_Required work_.
Please reproduce everything in the data below word for word, from the line containing "the wooden wedge" down to the end of the data, including both of those lines.

_Data to use_.
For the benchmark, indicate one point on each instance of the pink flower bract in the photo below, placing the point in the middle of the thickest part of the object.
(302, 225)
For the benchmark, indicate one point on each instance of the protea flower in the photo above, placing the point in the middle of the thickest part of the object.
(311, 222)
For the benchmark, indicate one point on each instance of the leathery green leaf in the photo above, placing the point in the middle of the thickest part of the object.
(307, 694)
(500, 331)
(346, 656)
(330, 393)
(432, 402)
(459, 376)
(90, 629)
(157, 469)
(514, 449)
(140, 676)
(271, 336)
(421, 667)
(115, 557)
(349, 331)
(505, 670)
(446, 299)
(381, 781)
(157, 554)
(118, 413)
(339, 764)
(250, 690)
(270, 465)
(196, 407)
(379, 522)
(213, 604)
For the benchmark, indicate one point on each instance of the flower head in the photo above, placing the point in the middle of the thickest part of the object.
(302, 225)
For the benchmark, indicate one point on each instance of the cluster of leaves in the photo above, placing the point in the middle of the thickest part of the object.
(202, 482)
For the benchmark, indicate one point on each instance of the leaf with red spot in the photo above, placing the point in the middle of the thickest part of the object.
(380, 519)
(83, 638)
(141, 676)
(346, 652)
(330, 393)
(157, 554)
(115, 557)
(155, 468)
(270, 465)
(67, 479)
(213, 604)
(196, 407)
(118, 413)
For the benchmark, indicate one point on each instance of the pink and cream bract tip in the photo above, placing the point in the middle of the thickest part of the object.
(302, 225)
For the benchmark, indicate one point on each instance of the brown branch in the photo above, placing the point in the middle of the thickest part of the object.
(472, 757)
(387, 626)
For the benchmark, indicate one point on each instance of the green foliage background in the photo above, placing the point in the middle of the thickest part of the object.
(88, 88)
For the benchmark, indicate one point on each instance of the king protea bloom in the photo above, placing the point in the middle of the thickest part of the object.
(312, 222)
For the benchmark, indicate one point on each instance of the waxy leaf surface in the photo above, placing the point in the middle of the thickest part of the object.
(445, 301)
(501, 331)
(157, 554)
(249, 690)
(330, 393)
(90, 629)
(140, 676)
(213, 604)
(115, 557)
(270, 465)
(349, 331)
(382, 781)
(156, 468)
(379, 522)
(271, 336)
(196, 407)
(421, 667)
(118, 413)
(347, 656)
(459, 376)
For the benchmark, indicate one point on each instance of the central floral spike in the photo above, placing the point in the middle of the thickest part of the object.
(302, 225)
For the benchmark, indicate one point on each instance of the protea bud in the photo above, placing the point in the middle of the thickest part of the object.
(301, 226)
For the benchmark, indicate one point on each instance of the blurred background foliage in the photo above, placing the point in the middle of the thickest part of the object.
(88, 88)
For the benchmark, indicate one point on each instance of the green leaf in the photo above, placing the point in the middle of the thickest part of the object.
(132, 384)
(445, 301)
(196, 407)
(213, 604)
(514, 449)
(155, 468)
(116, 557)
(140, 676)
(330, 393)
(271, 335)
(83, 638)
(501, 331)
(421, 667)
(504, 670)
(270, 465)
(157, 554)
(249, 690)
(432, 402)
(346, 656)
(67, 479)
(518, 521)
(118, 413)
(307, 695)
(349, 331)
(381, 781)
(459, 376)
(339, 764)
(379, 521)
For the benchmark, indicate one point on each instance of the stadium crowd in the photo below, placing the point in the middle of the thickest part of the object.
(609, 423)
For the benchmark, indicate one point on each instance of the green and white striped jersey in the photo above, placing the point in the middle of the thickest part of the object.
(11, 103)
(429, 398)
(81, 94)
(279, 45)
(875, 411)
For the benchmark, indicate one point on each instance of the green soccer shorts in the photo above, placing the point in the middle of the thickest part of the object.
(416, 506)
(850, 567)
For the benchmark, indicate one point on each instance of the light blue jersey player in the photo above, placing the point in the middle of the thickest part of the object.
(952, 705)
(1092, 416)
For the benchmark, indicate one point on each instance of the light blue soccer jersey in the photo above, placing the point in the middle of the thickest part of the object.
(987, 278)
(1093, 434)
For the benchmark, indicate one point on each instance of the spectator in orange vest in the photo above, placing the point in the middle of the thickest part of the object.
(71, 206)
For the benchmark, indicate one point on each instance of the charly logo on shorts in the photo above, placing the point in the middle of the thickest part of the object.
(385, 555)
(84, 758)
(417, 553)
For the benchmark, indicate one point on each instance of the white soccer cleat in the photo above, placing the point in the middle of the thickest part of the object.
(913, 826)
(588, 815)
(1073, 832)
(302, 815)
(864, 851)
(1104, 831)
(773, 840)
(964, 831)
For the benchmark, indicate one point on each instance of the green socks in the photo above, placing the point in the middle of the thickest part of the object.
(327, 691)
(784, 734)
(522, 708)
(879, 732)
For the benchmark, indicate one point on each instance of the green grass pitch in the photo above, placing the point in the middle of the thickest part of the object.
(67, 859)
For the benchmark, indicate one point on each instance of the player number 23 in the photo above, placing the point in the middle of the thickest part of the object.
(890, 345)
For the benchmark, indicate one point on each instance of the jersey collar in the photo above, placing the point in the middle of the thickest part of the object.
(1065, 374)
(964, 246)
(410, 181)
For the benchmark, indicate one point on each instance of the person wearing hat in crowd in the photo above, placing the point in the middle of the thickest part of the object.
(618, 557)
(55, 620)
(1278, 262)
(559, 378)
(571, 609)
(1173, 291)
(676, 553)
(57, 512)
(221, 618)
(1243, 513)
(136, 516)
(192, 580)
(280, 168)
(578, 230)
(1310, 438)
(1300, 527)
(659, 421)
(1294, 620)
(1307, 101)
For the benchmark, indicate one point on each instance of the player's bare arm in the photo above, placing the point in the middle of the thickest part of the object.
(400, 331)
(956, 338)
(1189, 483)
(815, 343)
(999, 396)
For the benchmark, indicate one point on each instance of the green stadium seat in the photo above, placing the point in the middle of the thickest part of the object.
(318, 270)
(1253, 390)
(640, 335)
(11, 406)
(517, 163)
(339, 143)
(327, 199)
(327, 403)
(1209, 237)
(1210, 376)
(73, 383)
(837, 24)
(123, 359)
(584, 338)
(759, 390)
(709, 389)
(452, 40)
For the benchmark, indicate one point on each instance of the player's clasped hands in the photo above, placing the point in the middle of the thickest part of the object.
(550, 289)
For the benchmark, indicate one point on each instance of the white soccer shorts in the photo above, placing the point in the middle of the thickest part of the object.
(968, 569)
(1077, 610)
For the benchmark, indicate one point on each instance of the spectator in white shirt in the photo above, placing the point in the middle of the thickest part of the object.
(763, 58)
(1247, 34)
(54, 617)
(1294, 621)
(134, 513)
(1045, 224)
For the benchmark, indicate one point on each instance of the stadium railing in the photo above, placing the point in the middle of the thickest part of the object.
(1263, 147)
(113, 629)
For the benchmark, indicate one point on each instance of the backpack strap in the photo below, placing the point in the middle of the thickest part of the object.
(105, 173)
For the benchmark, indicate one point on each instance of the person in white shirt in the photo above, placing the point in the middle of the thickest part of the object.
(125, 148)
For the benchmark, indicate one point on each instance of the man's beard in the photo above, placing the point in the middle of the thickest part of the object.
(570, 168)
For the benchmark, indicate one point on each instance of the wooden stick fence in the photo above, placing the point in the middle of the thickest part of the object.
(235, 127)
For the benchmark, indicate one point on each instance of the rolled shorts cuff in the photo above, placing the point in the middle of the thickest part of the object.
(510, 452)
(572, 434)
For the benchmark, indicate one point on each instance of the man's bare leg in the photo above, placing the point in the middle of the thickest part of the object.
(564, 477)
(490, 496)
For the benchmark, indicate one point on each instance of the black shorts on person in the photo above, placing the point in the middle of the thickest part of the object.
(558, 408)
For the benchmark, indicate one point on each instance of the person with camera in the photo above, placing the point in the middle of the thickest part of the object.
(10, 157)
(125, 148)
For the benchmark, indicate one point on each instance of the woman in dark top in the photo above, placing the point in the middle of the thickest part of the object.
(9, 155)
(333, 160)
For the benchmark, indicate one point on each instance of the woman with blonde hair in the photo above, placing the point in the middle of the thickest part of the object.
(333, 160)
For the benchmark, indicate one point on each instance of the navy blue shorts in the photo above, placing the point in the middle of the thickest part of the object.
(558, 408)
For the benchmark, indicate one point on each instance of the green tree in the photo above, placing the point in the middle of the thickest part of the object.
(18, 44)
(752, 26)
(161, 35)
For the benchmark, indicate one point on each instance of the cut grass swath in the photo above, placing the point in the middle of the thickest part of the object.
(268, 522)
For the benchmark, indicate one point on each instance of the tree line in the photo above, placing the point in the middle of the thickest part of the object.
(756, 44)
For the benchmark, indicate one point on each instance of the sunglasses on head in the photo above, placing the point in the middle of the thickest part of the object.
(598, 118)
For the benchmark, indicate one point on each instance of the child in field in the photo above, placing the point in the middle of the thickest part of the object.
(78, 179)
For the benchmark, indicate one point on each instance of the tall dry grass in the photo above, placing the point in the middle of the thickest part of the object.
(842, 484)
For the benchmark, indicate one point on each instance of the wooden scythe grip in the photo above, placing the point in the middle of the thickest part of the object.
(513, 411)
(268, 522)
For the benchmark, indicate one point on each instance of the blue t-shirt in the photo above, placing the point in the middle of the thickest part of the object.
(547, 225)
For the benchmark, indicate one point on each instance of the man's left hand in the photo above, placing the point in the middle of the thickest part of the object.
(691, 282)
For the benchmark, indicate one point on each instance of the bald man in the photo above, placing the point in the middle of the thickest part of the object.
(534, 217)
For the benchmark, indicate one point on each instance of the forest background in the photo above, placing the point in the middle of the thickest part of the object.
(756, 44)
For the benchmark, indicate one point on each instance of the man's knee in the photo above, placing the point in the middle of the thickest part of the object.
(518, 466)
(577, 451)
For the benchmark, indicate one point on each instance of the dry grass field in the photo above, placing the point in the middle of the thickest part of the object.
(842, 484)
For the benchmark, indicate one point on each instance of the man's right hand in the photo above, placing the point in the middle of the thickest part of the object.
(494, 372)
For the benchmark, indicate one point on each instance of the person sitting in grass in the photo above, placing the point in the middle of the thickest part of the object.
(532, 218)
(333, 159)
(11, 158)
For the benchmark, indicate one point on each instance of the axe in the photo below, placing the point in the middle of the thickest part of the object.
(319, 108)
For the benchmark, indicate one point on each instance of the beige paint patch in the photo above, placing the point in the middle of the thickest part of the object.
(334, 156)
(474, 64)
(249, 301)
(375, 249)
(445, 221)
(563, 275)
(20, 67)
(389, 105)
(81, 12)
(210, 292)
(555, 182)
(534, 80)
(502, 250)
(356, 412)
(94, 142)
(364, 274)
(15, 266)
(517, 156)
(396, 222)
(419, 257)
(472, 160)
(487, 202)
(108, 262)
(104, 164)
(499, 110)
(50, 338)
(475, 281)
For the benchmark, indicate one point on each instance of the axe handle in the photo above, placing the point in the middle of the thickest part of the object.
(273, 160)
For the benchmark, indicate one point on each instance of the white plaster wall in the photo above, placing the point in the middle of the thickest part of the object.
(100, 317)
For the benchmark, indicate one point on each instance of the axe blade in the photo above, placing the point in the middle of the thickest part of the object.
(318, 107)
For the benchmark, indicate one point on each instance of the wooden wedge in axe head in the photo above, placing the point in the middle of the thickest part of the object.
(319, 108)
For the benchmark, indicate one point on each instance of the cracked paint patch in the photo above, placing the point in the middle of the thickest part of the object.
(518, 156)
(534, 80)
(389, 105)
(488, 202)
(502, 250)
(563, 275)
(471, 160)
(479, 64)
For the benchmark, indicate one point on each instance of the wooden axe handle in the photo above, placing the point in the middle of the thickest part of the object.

_Reply to the task_.
For the benchmark, indicate one point on each instance of the wooden wedge in axe head in the photo above, placing the point in the middle of the thickest part of the object.
(319, 108)
For the benchmark, indicate one point on each instance of the cracked paint patch in the photo above, placing the point in the middle of the thickest part of the object.
(518, 156)
(534, 80)
(389, 105)
(488, 202)
(502, 250)
(563, 275)
(471, 160)
(479, 64)
For the benchmark, indicate one point on each instance of the wooden axe handle in the photo above, placing the point in the middle of the thickest part of the object.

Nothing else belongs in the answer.